*Exercise directions*
In the text on the National Right to Life convention, how many days does the convention run?

But if there is weeping and gnashing of teeth — on the pro-choice side — over the future of Roe v. Wade, the mood is something entirely different among thousands of pro-life advocates gathering in Wichita, Kan., this weekend.

Coincidentally, the National Right to Life committee's three-day national convention started this morning — the day after the Kennedy news shook the nation's political and legal landscape.

This post mainly serves as a public service announcement that regional newspapers — including the Kansas City Star and the Wichita Eagle — are following the convention and have produced some excellent coverage already. 

Today's in-depth preview of the convention by the Star mixes crucial details and relevant context both on the National Right to Life Committee and red-state Kansas itself:

For the first time in its 50-year history, the nation’s largest anti-abortion organization is holding its annual convention in Kansas, a state seen by many in the movement as a model for passing tough abortion restrictions.

*Segmentation mask records*
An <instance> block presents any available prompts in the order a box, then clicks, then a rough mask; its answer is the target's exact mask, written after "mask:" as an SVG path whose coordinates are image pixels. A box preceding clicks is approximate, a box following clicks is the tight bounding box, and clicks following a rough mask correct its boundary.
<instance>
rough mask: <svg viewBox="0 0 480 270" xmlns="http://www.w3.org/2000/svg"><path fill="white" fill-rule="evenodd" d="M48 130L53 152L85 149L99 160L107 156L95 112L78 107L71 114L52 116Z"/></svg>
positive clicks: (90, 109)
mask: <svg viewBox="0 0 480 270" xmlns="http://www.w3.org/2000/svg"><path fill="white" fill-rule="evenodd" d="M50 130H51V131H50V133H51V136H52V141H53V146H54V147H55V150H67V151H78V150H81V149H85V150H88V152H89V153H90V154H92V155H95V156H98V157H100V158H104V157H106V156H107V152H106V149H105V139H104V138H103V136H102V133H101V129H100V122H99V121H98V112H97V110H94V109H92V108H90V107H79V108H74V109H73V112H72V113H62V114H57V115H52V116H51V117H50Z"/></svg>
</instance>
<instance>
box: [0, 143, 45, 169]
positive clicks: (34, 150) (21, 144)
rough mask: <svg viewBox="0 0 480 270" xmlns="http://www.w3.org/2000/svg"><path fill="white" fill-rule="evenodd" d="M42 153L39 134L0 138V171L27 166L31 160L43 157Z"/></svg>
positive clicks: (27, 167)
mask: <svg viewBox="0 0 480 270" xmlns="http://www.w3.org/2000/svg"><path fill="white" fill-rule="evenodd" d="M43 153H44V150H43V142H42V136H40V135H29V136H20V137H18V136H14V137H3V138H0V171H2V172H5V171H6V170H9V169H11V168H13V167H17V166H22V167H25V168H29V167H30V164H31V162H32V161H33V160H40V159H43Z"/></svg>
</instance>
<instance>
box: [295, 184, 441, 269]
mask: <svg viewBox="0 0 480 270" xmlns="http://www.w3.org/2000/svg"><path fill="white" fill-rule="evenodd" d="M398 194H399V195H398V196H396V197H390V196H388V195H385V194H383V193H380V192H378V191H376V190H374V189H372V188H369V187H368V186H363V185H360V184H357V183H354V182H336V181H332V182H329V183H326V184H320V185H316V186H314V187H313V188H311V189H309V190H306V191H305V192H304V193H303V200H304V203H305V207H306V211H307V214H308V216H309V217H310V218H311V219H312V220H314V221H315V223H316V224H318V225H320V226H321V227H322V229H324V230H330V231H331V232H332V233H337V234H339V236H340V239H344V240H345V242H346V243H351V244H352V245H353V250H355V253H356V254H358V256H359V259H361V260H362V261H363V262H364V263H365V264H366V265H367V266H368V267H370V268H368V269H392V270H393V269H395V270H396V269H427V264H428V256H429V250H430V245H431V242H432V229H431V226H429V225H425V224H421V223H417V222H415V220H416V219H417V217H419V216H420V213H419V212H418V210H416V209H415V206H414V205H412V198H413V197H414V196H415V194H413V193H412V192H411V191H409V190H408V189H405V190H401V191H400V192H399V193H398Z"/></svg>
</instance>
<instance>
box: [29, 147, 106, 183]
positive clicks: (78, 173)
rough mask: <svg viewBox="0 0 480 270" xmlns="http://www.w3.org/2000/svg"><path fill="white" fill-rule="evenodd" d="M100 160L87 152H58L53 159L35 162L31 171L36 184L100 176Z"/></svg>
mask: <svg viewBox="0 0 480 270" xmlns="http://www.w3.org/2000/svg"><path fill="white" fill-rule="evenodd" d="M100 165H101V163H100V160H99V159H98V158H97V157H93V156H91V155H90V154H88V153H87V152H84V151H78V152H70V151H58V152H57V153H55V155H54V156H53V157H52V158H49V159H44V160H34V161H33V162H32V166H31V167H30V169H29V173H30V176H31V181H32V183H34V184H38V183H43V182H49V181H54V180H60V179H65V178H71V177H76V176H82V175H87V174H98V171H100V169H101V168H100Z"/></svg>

*Solution to this task*
Three days.